◆ PROBLEM
Copy down all of the data underneath, exactly as shown.

Pointing and labeling entries
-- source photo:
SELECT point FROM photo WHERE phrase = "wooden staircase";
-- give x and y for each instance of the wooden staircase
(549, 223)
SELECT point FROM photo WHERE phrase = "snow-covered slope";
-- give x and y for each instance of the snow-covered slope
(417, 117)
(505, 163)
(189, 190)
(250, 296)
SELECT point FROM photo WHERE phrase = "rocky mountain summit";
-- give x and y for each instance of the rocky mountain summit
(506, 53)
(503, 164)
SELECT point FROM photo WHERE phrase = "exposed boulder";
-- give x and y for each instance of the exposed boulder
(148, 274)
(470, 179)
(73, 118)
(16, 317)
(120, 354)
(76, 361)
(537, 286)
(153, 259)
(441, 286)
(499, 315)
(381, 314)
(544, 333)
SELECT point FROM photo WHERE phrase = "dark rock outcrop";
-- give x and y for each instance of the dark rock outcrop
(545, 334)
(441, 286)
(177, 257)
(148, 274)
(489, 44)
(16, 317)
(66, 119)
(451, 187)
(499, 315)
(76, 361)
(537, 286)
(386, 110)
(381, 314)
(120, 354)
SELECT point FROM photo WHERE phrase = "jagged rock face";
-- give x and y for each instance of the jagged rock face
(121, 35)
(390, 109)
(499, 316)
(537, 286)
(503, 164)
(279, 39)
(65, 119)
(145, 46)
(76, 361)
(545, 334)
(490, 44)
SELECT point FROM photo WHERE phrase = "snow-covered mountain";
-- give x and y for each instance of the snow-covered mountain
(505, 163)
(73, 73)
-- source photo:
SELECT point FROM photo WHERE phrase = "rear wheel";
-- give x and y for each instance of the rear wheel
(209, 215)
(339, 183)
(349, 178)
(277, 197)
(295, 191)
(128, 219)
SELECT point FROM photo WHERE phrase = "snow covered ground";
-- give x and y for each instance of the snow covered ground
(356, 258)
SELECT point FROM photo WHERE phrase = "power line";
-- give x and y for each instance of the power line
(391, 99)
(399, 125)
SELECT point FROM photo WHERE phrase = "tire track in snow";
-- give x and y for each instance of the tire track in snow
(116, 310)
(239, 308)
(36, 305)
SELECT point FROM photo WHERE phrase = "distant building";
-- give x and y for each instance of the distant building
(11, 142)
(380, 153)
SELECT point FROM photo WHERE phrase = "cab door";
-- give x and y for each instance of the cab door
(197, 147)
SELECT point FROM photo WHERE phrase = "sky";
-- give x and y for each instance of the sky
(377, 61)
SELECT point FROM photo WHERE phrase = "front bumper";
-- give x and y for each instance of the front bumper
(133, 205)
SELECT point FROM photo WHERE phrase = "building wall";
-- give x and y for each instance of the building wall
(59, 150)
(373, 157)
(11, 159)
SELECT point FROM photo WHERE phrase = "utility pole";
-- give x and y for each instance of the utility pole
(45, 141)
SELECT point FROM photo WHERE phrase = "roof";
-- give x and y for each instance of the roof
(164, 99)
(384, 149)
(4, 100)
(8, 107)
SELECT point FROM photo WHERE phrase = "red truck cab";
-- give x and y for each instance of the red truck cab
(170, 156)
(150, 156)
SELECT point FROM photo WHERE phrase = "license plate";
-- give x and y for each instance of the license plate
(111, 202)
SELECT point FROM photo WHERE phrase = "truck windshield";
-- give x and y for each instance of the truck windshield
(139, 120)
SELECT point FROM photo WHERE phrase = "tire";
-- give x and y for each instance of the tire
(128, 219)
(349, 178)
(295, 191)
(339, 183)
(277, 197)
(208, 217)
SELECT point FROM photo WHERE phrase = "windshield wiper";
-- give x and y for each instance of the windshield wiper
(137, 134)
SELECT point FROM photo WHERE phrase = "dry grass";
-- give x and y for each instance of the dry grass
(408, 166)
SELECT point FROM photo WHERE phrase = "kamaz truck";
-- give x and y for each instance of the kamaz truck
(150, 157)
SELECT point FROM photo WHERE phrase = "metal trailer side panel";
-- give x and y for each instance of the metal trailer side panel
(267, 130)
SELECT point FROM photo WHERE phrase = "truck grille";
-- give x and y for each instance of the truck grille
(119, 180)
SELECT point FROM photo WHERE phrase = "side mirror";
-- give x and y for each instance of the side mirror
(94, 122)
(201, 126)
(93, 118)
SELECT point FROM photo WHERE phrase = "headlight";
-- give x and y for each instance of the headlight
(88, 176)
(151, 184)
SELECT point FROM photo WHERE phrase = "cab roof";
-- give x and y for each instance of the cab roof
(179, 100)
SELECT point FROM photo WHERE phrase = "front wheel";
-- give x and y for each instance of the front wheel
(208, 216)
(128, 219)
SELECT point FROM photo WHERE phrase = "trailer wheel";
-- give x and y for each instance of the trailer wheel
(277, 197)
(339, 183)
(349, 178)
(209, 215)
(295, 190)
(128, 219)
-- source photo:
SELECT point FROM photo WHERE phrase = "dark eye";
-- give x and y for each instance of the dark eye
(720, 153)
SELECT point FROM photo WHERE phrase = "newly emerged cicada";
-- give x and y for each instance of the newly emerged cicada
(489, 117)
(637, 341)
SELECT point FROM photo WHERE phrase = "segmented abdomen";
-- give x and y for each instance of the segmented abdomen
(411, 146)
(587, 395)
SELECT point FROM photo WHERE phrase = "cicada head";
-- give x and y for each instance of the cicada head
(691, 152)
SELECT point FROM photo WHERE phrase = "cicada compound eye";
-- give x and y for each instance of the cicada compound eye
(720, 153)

◆ FULL OUTPUT
-- source photo:
SELECT point FROM photo WHERE phrase = "wooden staircase";
-- give x and y for each instance of the wooden staircase
(549, 223)
SELECT point FROM photo WHERE phrase = "snow-covered slope";
-- give x and y for each instance of the snow-covered slope
(417, 117)
(505, 163)
(189, 190)
(250, 296)
SELECT point FROM photo WHERE phrase = "rocky mountain summit";
-- give x and y for each instance of the rocky mountain summit
(506, 53)
(503, 164)
SELECT point FROM photo WHERE phrase = "exposed boulder";
-- give x and y for each instance of the exposed boulder
(148, 274)
(470, 179)
(73, 118)
(16, 317)
(120, 354)
(76, 361)
(537, 286)
(153, 259)
(441, 286)
(499, 315)
(381, 314)
(544, 333)
SELECT point FROM photo WHERE phrase = "dark rock outcrop";
-- give x and y for each instance of the dark rock outcrop
(545, 334)
(441, 286)
(177, 257)
(148, 274)
(489, 44)
(16, 317)
(66, 119)
(451, 187)
(499, 315)
(76, 361)
(537, 286)
(386, 110)
(381, 314)
(120, 354)
SELECT point FROM photo WHERE phrase = "jagged rock face";
-- give x and y for each instance of the jagged rock face
(121, 35)
(390, 109)
(499, 316)
(537, 286)
(503, 164)
(279, 39)
(65, 119)
(145, 46)
(76, 361)
(545, 334)
(490, 44)
SELECT point FROM photo WHERE phrase = "snow-covered mountain";
-- give x and y for each instance of the snow-covered mountain
(505, 163)
(73, 73)
-- source photo:
SELECT point FROM photo WHERE phrase = "rear wheel";
-- give x and y for each instance of the rear wheel
(209, 215)
(339, 183)
(349, 178)
(277, 197)
(295, 191)
(128, 219)
SELECT point FROM photo WHERE phrase = "snow covered ground";
-- give x and y for each instance of the snow covered ground
(356, 258)
SELECT point FROM photo WHERE phrase = "power line";
-- give x and y for each instance of the power line
(391, 99)
(399, 125)
SELECT point FROM photo WHERE phrase = "tire track in snow";
-- give x and y for each instance of the tire track in snow
(116, 310)
(239, 308)
(36, 305)
SELECT point FROM photo WHERE phrase = "distant building";
-- give x and y for each instance of the distant building
(11, 142)
(380, 153)
SELECT point FROM photo WHERE phrase = "cab door";
-- give x and y for each instance of the cab door
(197, 147)
SELECT point FROM photo WHERE phrase = "sky";
-- give x and y for each instance of the sky
(377, 61)
SELECT point FROM photo WHERE phrase = "front bumper";
-- give x and y for each instance of the front bumper
(133, 205)
SELECT point FROM photo WHERE phrase = "building wall";
-- give x and y for each instance of the building wall
(59, 150)
(373, 157)
(11, 159)
SELECT point FROM photo WHERE phrase = "utility pole";
-- give x and y for each instance of the utility pole
(45, 141)
SELECT point FROM photo WHERE phrase = "roof";
-- give x and y for each instance of the roof
(164, 99)
(384, 149)
(4, 100)
(8, 107)
SELECT point FROM photo WHERE phrase = "red truck cab";
-- give x and y for each instance of the red truck cab
(170, 156)
(150, 156)
SELECT point FROM photo WHERE phrase = "license plate";
-- give x and y for each instance of the license plate
(111, 202)
SELECT point FROM photo WHERE phrase = "truck windshield";
-- give x and y for each instance of the truck windshield
(139, 120)
SELECT point FROM photo WHERE phrase = "tire";
-- give x and y for each instance of the tire
(128, 219)
(349, 178)
(295, 191)
(339, 183)
(277, 197)
(208, 217)
SELECT point FROM photo WHERE phrase = "windshield wiper";
-- give x and y for each instance of the windshield wiper
(137, 134)
SELECT point FROM photo WHERE phrase = "dry grass";
-- give x and y for each instance of the dry grass
(408, 166)
SELECT point FROM photo WHERE phrase = "kamaz truck";
-- give x and y for each instance of the kamaz truck
(150, 157)
SELECT point FROM photo WHERE phrase = "metal trailer side panel";
-- give x and y for each instance of the metal trailer side panel
(267, 130)
SELECT point FROM photo WHERE phrase = "truck grille";
-- give x and y for each instance of the truck grille
(119, 180)
SELECT point FROM photo WHERE phrase = "side mirror";
-- give x and y for each instance of the side mirror
(94, 122)
(201, 126)
(93, 118)
SELECT point FROM photo WHERE phrase = "headlight";
-- give x and y for each instance of the headlight
(88, 176)
(151, 184)
SELECT point FROM photo WHERE phrase = "cab roof";
-- give x and y for each instance of the cab roof
(179, 100)
SELECT point FROM photo WHERE phrase = "front wheel";
-- give x and y for each instance of the front wheel
(208, 216)
(128, 219)
SELECT point FROM photo WHERE phrase = "trailer wheel";
-- give x and y for each instance of the trailer wheel
(277, 197)
(339, 183)
(349, 178)
(209, 215)
(295, 190)
(128, 219)
-- source photo:
SELECT point FROM photo WHERE phrase = "dark eye";
-- give x and y for each instance of the dark eye
(720, 153)
SELECT point FROM photo WHERE phrase = "newly emerged cicada";
-- give x and y for each instance of the newly emerged cicada
(489, 117)
(637, 341)
SELECT point FROM photo WHERE phrase = "segmented abdomen";
-- give x and y for each instance of the segmented abdomen
(411, 146)
(587, 395)
SELECT point FROM photo WHERE phrase = "cicada head";
-- give x and y for each instance of the cicada head
(691, 152)
SELECT point FROM photo WHERE phrase = "cicada compound eye";
-- give x and y for each instance of the cicada compound eye
(720, 153)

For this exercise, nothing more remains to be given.